Reproduce the following material word for word, with every line in order.

** BEGIN **

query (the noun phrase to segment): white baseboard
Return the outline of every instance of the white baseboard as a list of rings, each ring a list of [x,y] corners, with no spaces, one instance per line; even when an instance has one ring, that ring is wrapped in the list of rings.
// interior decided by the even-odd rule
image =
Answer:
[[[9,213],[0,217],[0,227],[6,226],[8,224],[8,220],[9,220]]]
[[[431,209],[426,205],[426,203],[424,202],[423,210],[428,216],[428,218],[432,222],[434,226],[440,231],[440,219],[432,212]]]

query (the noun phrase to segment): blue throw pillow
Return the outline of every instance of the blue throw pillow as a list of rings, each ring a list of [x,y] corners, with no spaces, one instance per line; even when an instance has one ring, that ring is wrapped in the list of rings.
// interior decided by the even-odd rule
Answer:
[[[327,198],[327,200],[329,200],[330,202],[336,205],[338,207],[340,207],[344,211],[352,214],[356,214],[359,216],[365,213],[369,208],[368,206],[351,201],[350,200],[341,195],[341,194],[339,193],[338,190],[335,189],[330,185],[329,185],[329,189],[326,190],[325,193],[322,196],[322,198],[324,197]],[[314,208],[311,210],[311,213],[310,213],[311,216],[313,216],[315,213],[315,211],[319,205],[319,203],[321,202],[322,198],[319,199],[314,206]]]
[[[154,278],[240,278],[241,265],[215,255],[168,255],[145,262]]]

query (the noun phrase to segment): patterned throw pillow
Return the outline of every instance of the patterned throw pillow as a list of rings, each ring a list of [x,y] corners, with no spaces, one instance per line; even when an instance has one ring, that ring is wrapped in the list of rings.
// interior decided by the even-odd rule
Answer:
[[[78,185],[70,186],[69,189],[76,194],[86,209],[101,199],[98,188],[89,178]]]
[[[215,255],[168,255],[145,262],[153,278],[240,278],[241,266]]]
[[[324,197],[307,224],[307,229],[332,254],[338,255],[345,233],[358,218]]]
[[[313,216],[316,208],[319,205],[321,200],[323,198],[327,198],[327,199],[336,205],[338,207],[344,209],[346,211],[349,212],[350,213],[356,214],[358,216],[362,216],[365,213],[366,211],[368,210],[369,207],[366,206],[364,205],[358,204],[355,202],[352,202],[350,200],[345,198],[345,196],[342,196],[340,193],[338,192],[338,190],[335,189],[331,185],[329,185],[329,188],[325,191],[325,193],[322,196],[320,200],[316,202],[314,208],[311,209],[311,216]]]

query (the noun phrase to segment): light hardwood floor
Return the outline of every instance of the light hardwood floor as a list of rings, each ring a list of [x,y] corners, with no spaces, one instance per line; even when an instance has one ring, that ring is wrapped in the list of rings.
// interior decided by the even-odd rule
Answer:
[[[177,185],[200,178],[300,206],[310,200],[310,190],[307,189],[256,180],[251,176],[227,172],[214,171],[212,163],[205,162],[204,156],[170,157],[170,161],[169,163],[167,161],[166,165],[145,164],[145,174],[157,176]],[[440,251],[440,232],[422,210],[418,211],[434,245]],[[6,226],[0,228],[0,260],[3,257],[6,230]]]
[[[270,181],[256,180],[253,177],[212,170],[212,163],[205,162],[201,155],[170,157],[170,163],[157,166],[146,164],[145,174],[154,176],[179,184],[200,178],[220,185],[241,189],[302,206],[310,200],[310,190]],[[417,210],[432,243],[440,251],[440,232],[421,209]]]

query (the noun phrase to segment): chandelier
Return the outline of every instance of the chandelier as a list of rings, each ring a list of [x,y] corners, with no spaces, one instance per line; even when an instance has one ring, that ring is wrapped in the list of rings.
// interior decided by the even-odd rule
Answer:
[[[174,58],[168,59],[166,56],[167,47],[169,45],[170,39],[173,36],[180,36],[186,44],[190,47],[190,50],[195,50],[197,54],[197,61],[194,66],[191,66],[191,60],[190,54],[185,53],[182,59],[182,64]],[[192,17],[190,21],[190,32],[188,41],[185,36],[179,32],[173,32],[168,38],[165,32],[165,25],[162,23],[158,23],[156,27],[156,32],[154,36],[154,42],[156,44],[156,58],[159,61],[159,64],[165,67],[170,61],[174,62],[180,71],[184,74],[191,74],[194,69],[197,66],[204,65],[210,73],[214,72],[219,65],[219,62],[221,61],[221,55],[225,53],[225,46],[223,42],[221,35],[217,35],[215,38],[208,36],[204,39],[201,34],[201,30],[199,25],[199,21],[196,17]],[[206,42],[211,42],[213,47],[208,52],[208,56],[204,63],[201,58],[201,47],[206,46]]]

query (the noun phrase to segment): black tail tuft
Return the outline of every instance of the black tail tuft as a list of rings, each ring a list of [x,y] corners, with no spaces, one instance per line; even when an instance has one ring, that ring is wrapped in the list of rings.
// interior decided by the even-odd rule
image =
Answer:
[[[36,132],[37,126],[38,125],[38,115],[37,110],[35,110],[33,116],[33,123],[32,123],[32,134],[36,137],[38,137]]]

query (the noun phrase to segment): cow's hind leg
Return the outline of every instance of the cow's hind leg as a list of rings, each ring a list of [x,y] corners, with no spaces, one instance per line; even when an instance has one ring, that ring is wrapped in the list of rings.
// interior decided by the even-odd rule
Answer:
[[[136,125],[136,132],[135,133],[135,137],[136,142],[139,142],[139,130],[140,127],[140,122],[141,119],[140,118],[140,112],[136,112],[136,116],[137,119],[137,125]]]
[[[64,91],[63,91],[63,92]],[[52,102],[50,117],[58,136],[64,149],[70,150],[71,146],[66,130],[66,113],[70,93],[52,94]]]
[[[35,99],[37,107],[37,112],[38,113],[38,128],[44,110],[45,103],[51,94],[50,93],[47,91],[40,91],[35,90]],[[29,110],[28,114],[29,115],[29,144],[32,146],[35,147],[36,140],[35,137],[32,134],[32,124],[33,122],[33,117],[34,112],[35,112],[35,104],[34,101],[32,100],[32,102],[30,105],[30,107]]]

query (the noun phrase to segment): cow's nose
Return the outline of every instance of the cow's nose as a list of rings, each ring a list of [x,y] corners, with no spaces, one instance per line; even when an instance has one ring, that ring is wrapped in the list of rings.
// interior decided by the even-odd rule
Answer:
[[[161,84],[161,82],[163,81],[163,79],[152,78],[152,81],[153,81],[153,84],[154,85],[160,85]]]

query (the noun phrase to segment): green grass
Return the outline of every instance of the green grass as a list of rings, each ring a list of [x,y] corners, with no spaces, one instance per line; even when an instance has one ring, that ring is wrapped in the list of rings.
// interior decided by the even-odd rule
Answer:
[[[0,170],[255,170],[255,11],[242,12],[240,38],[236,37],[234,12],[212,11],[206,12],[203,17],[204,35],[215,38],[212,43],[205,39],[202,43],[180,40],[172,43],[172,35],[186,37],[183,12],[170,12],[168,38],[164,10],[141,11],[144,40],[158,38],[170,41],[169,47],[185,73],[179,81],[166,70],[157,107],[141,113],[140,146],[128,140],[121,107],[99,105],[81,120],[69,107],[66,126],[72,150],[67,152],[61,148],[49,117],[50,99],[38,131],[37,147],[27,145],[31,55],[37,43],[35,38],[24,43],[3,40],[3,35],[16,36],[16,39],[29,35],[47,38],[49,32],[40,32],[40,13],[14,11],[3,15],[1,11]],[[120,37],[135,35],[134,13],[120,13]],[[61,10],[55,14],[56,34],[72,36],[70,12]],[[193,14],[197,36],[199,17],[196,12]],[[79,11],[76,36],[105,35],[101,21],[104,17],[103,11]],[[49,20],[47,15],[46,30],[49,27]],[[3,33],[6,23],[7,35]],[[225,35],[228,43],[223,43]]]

** END **

- **Completed task**
query (the noun phrase to segment): white baseboard
Return the outline of every instance of the white baseboard as a list of rings, each ring a list of [x,y] corners, with no spaces, one instance per line; even when an instance has one ring, that ring is wrapped in the list of rings.
// interior decided by the even-odd rule
image =
Answer:
[[[9,213],[0,217],[0,227],[6,226],[8,224],[8,220],[9,220]]]
[[[431,209],[426,205],[426,203],[424,202],[423,210],[428,216],[428,218],[432,222],[434,226],[440,231],[440,219],[432,212]]]

query (the noun phrase to segment): blue throw pillow
Return the outline of every instance of the blue throw pillow as a list of rings, each ring a list of [x,y] corners, with no spaces, one instance per line; even when an instance has one ring, that ring is wrapped in the list of rings.
// interior decided by the even-odd rule
Answer:
[[[327,198],[327,200],[329,200],[330,202],[336,205],[338,207],[340,207],[344,211],[352,214],[356,214],[359,216],[365,213],[369,208],[368,206],[351,201],[350,200],[341,195],[341,194],[339,193],[338,190],[335,189],[330,185],[329,185],[329,189],[326,190],[325,193],[322,196],[322,198],[324,197]],[[314,208],[311,210],[311,213],[310,213],[311,216],[313,216],[315,213],[315,211],[319,205],[319,203],[321,202],[322,198],[319,199],[314,206]]]
[[[154,278],[240,278],[241,265],[215,255],[168,255],[145,262]]]

query (the noun phrase to segment): patterned throw pillow
Return the outline of every instance of the patterned throw pillow as a list of rings, each ring a list of [x,y] corners, with no spaces, one instance per line; even when an instance has one ring, that ring is wrapped in the list of rings.
// interior decided by the even-odd rule
Answer:
[[[78,185],[70,186],[69,189],[76,194],[86,209],[101,199],[98,188],[89,178]]]
[[[215,255],[168,255],[145,262],[153,278],[240,278],[241,266]]]
[[[324,197],[307,224],[307,229],[332,254],[338,255],[345,233],[358,218]]]
[[[313,216],[316,208],[319,205],[321,200],[323,198],[327,198],[327,199],[336,205],[338,207],[344,209],[346,211],[349,212],[350,213],[356,214],[358,216],[362,216],[365,213],[366,211],[368,210],[369,207],[366,206],[364,205],[358,204],[355,202],[352,202],[350,200],[345,198],[345,196],[342,196],[340,193],[338,192],[338,190],[335,189],[331,185],[329,185],[329,188],[325,191],[325,193],[322,196],[320,200],[316,202],[314,208],[311,209],[311,216]]]

query (the noun phrase to segment): light hardwood floor
Return the outline of every instance of the light hardwood floor as a list of rings, each ring a list of [x,y] corners, with no spaces, one instance per line; even when an instance has one ring, that ring is wrapped in the list of rings.
// interior decided by the even-odd rule
Answer:
[[[177,185],[200,178],[300,206],[310,200],[310,190],[307,189],[256,180],[251,176],[227,172],[214,171],[212,163],[205,162],[204,156],[170,157],[170,161],[169,163],[167,161],[166,165],[145,164],[145,174],[157,176]],[[440,251],[440,232],[422,210],[418,211],[434,245]],[[6,226],[0,228],[0,260],[3,257],[6,230]]]
[[[270,181],[256,180],[253,177],[212,170],[212,163],[205,162],[201,155],[170,157],[170,163],[157,166],[146,164],[145,174],[154,176],[179,184],[200,178],[220,185],[241,189],[302,206],[310,200],[310,190]],[[417,210],[432,243],[440,251],[440,232],[421,209]]]

query (the noun phrase to segment): chandelier
Return the outline of every instance of the chandelier as a list of rings, each ring a list of [x,y] corners, with no spaces, one instance per line; even when an instance has one ring, that ring is wrapped in the list of rings.
// interior decided by the even-odd rule
Answer:
[[[174,58],[168,59],[166,56],[167,47],[169,45],[170,39],[173,36],[180,36],[186,44],[190,47],[190,50],[195,50],[197,54],[197,61],[194,66],[191,66],[191,60],[190,54],[185,53],[182,59],[182,64]],[[192,17],[190,21],[190,32],[188,41],[185,36],[179,32],[173,32],[168,38],[165,32],[165,25],[162,23],[158,23],[156,27],[156,32],[154,36],[154,42],[156,44],[156,58],[159,61],[159,64],[165,67],[170,61],[174,62],[180,71],[184,74],[191,74],[194,69],[197,66],[204,65],[210,73],[214,72],[219,65],[219,62],[221,61],[221,55],[225,53],[225,46],[223,42],[221,35],[217,35],[215,38],[208,36],[204,39],[201,34],[201,30],[199,25],[199,21],[196,17]],[[206,42],[211,42],[213,47],[208,52],[208,56],[204,63],[201,58],[201,47],[206,46]]]

query (the noun phrase to segment): black tail tuft
Return the outline of every instance of the black tail tuft as a list of rings, each ring a list of [x,y] corners, with no spaces, one instance per line; even when an instance has one ring, that ring is wrapped in the list of rings.
// interior decided by the even-odd rule
image =
Answer:
[[[36,132],[37,126],[38,125],[38,115],[37,110],[35,110],[33,116],[33,123],[32,123],[32,134],[36,137],[38,137]]]

query (the noun phrase to segment): cow's hind leg
Return the outline of every instance of the cow's hind leg as a list of rings, each ring a list of [x,y] corners, with no spaces, one instance per line; even when an instance has one ring, that ring is wrapped in the list of rings.
// interior decided by the even-odd rule
Answer:
[[[136,125],[136,132],[135,133],[135,137],[136,142],[139,142],[139,130],[140,127],[140,122],[141,119],[140,118],[140,112],[136,112],[136,116],[137,119],[137,125]]]
[[[64,91],[63,91],[63,92]],[[52,102],[50,117],[58,136],[64,149],[70,150],[71,146],[66,130],[66,113],[70,93],[52,94]]]
[[[35,99],[37,107],[37,112],[38,113],[38,128],[44,110],[45,103],[51,94],[50,93],[47,91],[40,91],[35,90]],[[29,110],[28,114],[29,115],[29,144],[32,146],[35,147],[36,140],[35,137],[32,134],[32,124],[33,122],[33,117],[34,112],[35,112],[35,104],[34,101],[32,100],[32,102],[30,105],[30,107]]]

query (the noun phrase to segment): cow's nose
Return the outline of every instance of the cow's nose as a list of rings, each ring a list of [x,y] corners, with no spaces, one instance per line; even when an instance has one ring, that ring is wrapped in the list of rings.
// interior decided by the even-odd rule
Answer:
[[[161,84],[161,82],[163,81],[163,79],[152,78],[152,81],[153,81],[153,84],[154,85],[160,85]]]

query (the noun phrase to segment): green grass
Return the outline of every instance of the green grass as a list of rings, each ring a list of [x,y] corners, with no spaces, one instance per line; even when an instance has one ring, that ring is wrapped in the list of rings.
// interior decided by the even-odd rule
Answer:
[[[0,170],[255,170],[255,11],[242,12],[240,38],[236,37],[234,12],[212,11],[206,12],[203,17],[204,35],[215,38],[212,43],[205,39],[202,43],[180,40],[172,43],[172,35],[186,37],[183,12],[170,12],[168,38],[164,10],[141,11],[144,40],[158,38],[170,41],[169,47],[185,73],[179,81],[166,70],[157,107],[141,113],[140,146],[128,140],[121,107],[99,105],[81,120],[69,107],[66,126],[72,150],[67,152],[61,148],[49,117],[50,99],[38,131],[37,147],[27,145],[31,55],[37,43],[35,38],[24,43],[3,40],[3,35],[16,36],[16,39],[29,35],[47,38],[49,32],[40,32],[40,13],[14,11],[3,15],[1,11]],[[120,37],[135,35],[134,13],[120,13]],[[61,10],[55,14],[56,34],[72,36],[70,12]],[[193,14],[197,36],[199,17],[196,12]],[[79,11],[76,36],[105,35],[101,21],[104,17],[103,11]],[[49,20],[47,15],[46,30],[49,27]],[[3,33],[6,23],[7,35]],[[225,35],[228,43],[223,43]]]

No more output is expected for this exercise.